- **Source**:
—————

Another common issue with speech recognition datasets is they’re not representative of gender, they often feature male voices heavily and have few female voices, which can cause gender biases in the abilities of voice assistants and other machine learning models. That’s why we recommend M-AI Labs Speech Dataset in our list of pre-labeled datasets. It has almost 1000 hours of audio paired with transcriptions and represents male and female voices across several languages. There are a number of different sources where you can find high-quality, pre-labeled datasets to use to train your machine learning model and get to the deployment stage efficiently.

Open Source Speech Recognition Datasets

Using a pre-labeled dataset to train your speech recognition machine learning model is an efficient and cost-effective way to get to deployment. But, if you’re on a really tight budget for development, there’s another, even less expensive option out there for you. Open source speech recognition datasets are available and free to use. These open datasets include audio files and text transcriptions that have been put together by various groups or people. You can find open-source datasets from a variety of different sources online. You may have to spend a little extra time researching to find an open-source dataset and verifying its quality, but the extra time can save you quite a bit of money. Here are a few open-source speech recognition datasets we recommend trying.


A great place to find open-source speech recognition datasets is Kaggle. Kaggle is an online community where data scientists and machine learning engineers gather to share data, ideas, and tips for building machine learning models. On Kaggle you can find over 50,000 open-source datasets for a wide variety of use cases.

—————

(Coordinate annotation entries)
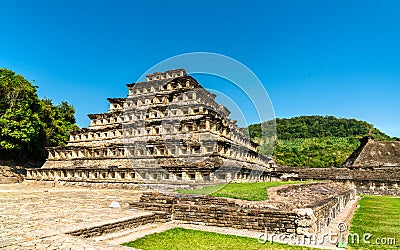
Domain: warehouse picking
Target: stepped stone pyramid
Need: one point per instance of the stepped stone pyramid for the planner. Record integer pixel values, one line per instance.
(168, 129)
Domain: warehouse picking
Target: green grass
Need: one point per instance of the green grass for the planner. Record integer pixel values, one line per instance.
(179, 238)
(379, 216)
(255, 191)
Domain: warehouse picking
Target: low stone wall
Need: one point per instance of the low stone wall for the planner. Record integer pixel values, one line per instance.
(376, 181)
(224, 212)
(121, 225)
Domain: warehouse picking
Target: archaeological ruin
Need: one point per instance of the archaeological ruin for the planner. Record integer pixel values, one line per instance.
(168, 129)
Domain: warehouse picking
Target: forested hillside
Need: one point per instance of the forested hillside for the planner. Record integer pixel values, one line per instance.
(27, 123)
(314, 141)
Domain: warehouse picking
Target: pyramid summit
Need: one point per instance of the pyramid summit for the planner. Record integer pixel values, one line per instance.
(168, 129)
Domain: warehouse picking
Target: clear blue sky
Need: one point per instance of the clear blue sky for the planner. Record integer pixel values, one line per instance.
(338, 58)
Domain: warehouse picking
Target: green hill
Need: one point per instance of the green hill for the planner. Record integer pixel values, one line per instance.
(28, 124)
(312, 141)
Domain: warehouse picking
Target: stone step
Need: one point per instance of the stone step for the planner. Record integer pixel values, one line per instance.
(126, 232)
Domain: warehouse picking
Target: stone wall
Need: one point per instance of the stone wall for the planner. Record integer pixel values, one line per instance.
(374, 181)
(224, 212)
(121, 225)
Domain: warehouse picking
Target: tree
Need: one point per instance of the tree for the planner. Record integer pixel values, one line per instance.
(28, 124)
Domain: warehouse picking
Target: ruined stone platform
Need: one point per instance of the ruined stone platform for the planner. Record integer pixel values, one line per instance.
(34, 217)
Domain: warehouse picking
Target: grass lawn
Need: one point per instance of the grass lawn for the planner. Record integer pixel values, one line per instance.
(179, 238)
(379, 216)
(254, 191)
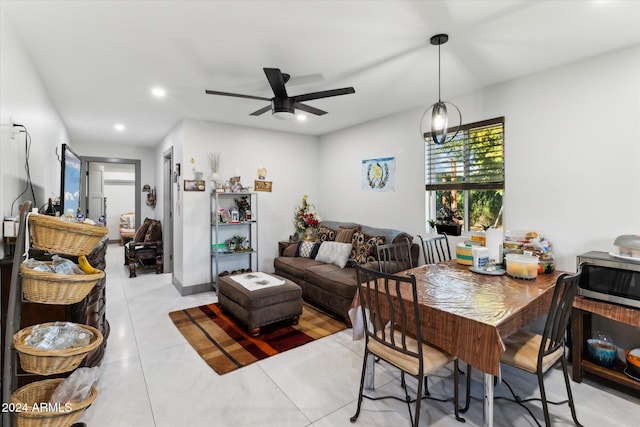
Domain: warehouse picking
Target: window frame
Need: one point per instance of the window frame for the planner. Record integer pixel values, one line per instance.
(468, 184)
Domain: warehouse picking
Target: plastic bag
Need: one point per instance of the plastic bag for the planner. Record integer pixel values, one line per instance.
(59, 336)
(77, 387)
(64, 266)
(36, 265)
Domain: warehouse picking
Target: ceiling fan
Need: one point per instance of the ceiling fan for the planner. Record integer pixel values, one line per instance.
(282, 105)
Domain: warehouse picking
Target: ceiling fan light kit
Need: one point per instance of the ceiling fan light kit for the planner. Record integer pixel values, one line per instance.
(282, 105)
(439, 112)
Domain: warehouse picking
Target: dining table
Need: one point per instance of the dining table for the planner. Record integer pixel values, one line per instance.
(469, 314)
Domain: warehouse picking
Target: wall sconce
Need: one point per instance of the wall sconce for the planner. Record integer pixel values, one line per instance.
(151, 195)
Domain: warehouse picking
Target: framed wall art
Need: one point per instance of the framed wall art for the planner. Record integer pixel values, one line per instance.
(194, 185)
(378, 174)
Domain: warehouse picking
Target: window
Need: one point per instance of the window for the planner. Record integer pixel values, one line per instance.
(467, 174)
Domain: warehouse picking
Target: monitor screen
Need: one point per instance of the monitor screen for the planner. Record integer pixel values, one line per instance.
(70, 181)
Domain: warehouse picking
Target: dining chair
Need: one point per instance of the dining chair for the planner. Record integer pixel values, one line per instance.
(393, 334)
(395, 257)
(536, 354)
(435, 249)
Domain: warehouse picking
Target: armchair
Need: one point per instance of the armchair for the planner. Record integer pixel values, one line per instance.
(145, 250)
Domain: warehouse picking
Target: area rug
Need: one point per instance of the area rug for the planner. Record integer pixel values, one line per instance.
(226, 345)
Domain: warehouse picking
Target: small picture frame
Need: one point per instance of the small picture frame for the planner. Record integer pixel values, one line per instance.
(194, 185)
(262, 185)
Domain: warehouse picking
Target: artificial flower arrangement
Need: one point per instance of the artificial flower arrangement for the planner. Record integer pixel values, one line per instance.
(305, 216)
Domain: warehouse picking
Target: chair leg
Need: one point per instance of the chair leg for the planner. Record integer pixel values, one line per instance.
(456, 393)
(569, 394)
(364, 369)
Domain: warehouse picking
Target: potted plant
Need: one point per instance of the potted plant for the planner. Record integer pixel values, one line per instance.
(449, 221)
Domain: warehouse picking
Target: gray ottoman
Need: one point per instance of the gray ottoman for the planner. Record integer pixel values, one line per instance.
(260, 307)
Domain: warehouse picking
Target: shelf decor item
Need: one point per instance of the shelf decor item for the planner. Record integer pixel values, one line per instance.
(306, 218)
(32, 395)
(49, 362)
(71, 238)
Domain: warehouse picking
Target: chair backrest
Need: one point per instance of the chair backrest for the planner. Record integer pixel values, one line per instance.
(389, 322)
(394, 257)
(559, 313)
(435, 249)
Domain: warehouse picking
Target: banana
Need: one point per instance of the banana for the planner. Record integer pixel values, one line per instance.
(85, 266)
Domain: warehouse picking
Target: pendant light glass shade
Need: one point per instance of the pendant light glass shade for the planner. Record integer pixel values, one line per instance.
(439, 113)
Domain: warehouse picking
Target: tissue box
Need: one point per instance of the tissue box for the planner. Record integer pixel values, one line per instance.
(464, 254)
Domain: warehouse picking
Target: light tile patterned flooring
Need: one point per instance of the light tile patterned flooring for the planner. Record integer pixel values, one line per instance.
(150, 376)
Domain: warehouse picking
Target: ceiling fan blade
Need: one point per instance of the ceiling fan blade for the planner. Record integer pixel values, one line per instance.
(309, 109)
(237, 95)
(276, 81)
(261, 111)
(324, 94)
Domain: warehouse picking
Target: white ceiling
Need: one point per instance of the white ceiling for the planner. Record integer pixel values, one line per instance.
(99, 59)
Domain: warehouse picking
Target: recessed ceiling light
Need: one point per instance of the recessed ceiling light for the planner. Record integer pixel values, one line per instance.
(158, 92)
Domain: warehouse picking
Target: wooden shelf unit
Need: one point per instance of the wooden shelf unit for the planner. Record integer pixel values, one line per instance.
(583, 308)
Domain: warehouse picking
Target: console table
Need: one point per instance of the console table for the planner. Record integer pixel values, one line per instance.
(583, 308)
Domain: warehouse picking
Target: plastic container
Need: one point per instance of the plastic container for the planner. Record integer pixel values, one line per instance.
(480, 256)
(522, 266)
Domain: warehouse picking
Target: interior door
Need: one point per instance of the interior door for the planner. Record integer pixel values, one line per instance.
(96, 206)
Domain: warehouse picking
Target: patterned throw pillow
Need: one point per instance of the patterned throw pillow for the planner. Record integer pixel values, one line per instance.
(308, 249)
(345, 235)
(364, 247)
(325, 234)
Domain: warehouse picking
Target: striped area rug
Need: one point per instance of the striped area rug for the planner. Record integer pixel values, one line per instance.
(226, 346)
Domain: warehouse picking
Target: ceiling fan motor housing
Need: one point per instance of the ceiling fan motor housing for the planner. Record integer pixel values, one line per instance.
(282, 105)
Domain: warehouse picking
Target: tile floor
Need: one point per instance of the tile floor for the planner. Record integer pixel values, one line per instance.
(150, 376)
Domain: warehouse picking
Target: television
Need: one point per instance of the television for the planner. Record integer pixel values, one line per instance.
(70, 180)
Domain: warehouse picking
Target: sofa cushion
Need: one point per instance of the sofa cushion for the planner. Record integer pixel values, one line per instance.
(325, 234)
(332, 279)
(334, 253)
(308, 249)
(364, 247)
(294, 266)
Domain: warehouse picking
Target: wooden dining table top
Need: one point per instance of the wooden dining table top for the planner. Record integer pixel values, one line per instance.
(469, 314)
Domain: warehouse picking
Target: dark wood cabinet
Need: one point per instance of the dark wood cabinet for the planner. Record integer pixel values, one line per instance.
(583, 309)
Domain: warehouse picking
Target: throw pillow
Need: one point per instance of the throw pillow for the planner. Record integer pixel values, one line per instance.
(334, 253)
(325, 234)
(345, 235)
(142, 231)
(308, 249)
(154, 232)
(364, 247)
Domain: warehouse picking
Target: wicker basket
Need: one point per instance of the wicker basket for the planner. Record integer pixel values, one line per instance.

—————

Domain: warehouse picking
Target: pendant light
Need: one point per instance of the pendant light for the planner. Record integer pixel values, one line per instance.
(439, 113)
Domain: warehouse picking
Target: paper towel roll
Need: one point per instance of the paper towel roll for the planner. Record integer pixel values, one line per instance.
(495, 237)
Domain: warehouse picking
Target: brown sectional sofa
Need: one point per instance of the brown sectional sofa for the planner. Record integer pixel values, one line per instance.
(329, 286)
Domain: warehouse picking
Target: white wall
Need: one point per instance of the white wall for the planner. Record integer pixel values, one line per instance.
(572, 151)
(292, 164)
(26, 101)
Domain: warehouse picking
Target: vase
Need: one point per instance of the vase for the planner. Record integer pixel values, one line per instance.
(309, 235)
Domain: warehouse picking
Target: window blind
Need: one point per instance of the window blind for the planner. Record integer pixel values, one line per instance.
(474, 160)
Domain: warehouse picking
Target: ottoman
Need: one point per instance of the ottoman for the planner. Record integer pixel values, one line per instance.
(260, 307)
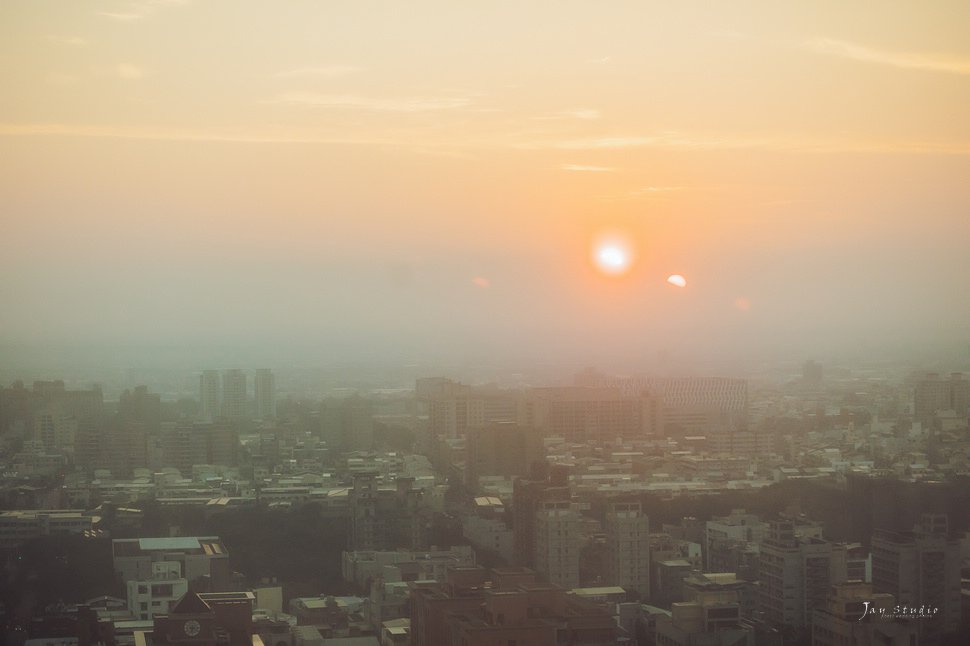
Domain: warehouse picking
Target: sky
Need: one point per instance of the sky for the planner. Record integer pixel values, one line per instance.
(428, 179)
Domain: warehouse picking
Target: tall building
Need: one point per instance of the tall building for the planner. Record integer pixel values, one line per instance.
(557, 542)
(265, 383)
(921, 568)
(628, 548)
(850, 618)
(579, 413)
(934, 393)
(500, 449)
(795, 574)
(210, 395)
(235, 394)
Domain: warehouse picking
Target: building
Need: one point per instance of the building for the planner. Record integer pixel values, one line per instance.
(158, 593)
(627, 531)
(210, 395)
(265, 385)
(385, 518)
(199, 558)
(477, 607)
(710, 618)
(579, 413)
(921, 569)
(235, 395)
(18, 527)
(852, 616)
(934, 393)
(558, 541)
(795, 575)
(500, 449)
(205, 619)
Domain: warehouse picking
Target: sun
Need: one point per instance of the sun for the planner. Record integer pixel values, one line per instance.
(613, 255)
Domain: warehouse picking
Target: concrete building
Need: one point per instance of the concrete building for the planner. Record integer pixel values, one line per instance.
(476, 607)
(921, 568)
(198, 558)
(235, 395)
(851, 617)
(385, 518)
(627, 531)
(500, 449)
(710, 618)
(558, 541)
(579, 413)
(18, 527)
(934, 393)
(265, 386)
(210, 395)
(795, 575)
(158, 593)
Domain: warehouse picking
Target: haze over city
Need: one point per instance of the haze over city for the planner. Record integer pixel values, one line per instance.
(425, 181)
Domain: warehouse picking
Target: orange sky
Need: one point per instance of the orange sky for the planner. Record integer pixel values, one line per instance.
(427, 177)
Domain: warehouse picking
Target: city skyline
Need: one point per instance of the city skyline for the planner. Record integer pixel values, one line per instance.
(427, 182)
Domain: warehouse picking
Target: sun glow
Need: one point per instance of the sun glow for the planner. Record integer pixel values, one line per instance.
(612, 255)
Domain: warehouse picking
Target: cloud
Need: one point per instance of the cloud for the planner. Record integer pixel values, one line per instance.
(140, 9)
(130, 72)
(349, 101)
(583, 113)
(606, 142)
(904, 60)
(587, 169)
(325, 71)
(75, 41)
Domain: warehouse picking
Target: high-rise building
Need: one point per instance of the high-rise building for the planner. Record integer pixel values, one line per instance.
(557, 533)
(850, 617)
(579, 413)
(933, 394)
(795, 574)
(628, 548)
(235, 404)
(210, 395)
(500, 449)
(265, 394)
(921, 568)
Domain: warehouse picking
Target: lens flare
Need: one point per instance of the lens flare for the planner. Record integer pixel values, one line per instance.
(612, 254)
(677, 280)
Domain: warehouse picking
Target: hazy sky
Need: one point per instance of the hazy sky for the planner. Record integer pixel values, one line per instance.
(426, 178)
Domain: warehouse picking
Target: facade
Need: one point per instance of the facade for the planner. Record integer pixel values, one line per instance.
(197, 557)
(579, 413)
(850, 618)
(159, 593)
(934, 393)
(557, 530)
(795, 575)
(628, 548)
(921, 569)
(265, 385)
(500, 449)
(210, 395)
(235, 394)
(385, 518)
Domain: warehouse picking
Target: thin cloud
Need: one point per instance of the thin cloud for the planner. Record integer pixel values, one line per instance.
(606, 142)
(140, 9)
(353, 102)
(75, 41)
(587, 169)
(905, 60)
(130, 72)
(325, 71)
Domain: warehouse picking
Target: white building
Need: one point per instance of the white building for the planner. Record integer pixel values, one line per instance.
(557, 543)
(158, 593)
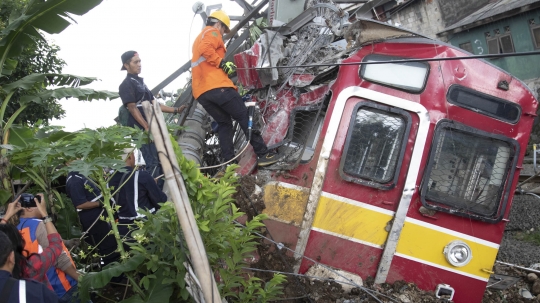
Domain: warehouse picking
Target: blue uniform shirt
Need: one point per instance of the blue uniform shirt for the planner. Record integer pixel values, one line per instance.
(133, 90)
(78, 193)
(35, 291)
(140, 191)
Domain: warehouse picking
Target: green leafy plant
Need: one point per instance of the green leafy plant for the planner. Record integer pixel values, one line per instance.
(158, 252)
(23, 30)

—————

- **Required work**:
1) Answer these questions from the speech recognition datasets text:
(a) How many hours of audio does the M-AI Labs Speech Dataset have?
(b) What do the open datasets include?
(c) How many open-source datasets can be found on Kaggle?
2) Pick up the speech recognition datasets text after its last sentence and write the next part.

- **Answers to the tasks**:
1)
(a) Almost 1000 hours, paired with transcriptions.
(b) Audio files and text transcriptions put together by various groups or people.
(c) Over 50,000.

2)
Common Voice

Another great open-source speech recognition dataset comes from Common Voice. This dataset consists of over 7000 hours of speech in over 60 different languages. What sets this dataset apart from others is that includes metadata tags for age, sex, and accent which can help you to train your machine learning model and create accurate results.


Coming from the National Institute of Korean Language, homink is a speech corpus that includes 120 hours of people speaking Korean. This specialized open-source dataset is a great resource for those working on machine learning projects and wanting to include the Korean language.


Another unique open-source dataset is siddiquelatif. This dataset includes 400 utterances in Urdu, which have been collected from Urdu talk shows. The utterances represent both male and female speakers and a variety of emotions. Open source datasets can sometimes lack in size and quality when compared to pre-labeled datasets that are available for purchase, but they’re a great option if you’re looking to launch your machine learning project on a tight budget. With a little research and digging you can find high-quality open-source speech-recognition datasets.

Potential Problems with Speech Recognition Data

One of the critical elements of machine learning model training data is quality. If you put high-quality training data into your machine learning model, you’ll get high-quality results out. If you’re not using high-quality data, your results won’t be as good. While high-quality data may seem like a nebulous concern, there are a few big problems to watch out for when examining and choosing a pre-labeled dataset.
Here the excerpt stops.